Goal: Pick out each line of the material that contains the word "front" and copy those lines out.

..............................

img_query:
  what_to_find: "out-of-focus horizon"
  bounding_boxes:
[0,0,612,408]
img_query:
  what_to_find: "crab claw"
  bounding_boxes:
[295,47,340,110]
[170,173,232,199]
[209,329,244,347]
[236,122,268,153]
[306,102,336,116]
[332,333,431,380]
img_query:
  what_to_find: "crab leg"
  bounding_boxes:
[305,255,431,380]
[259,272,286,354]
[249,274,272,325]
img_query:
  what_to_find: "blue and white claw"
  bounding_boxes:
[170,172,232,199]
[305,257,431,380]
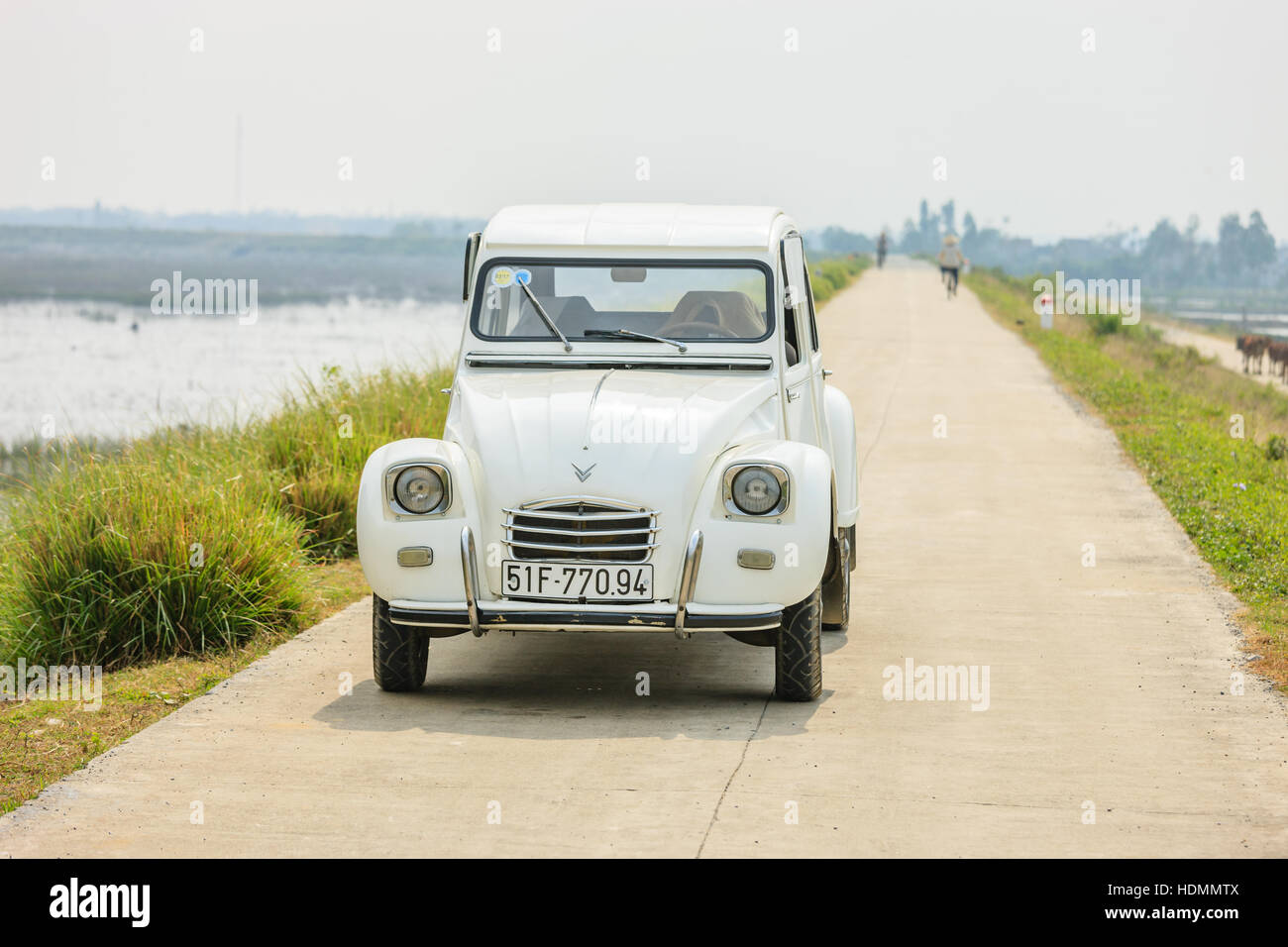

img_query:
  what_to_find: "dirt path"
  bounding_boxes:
[0,259,1288,856]
[1159,320,1288,391]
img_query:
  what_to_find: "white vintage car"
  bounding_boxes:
[358,204,859,701]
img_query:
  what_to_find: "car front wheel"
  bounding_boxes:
[774,586,823,701]
[371,595,429,690]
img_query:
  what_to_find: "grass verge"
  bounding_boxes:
[808,254,872,305]
[0,559,370,813]
[965,270,1288,689]
[0,369,451,811]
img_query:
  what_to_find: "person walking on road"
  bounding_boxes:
[939,233,966,299]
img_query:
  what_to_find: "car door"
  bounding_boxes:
[781,232,823,447]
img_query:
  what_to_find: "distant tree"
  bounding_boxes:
[917,198,939,253]
[1216,214,1246,282]
[1243,210,1275,273]
[1140,218,1188,284]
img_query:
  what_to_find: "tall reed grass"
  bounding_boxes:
[0,368,451,668]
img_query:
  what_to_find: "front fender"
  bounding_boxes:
[823,385,859,528]
[358,438,482,601]
[690,441,832,605]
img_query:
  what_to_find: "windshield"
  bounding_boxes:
[474,261,772,343]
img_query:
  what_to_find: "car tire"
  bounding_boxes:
[371,595,429,691]
[774,585,823,701]
[823,530,854,631]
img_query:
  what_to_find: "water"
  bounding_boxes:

..............................

Full response:
  what_to_find: "car front wheel"
  what_to_find: "front fender"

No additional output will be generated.